## Requirement
Reproduce, word for word, the stretch of the listing below from the line containing "If you could tag the white" through the end of the listing.

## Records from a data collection
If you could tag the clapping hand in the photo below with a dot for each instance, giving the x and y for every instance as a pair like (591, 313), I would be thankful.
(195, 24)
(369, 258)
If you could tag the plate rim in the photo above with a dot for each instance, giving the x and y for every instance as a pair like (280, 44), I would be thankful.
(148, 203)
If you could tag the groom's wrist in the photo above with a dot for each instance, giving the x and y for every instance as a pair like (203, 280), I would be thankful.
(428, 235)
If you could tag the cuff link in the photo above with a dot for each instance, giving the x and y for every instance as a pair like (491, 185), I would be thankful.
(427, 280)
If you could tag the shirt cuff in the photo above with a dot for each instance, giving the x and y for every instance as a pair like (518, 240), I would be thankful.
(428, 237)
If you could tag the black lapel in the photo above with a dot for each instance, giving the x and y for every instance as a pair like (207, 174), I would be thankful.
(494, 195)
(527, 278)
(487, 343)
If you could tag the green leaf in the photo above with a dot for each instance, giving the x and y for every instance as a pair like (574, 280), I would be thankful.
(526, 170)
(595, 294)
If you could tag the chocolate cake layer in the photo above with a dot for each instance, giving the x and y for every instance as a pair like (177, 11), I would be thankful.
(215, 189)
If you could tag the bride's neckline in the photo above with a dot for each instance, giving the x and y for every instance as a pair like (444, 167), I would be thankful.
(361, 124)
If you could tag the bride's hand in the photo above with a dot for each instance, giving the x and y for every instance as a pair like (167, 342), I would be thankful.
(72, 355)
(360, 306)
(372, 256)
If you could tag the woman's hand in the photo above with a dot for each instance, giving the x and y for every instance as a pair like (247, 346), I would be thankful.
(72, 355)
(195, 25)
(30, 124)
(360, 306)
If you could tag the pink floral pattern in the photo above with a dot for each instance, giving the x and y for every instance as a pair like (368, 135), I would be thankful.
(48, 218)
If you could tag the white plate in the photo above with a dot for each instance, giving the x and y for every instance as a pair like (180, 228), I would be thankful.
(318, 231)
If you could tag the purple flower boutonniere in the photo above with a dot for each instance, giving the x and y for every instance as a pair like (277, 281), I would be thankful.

## Exercise answer
If you could tag the white plate in the photo above with a dot for each instance, giving the x and y for every instance as a pair like (180, 228), I would be thankful.
(318, 231)
If you could tag the purple flower boutonniere in the photo above with a dot for each instance, giving the x and y for every instance as a pair like (277, 281), I would be thankful.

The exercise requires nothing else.